:: Document passage
Wetlands Restoration Game
I think my time is precious. So much of it is taken up with applying for funding through grant-writing or writing final reports to funders, and when I’m not doing that I am generally scheduling or hosting educational programming. Needless to say that there is always something to do in the Wetlands Education Program. I am one of the last people I know who would ever recommend a computer game, and especially one on Facebook…this was until the University of Washington-Bothell came out with their innovative Wetlands Restoration game. If you have not yet seen or played the game, please do and visit the wetland I am building on my Facebook page!
In this game you are given land on the campus where you use money and volunteers to first build the swampy wetland- open water, ponds, snags, bird boxes, floating logs and all- and then plant it with native species. It is easy to go wild with the design and planting but you lose both money and man-power easily (don’t I know about this!), so you must host fundraising events in summer or convince your friends to play and give you gifts to keep up your restoration project and encourage plant biodiversity and incoming animals. There is also an option to buy more volunteers or money by donating to the university’s actual wetland restoration project…a worthy cause.
::::
:: Dataset content
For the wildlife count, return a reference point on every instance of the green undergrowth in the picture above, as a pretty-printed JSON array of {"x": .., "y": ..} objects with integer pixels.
::::
◆ Written task ◆
According to the Wetlands Restoration Game text, why must players host fundraising events or get gifts from friends? Answer in one to three sentences. The lines are separate material and have no connection to the Wetlands Restoration Game text.

◆ The response ◆
Players lose both money and man-power easily, especially if they go wild with the design and planting. Hosting fundraising events in summer or getting gifts from friends keeps the restoration project going and encourages plant biodiversity and incoming animals.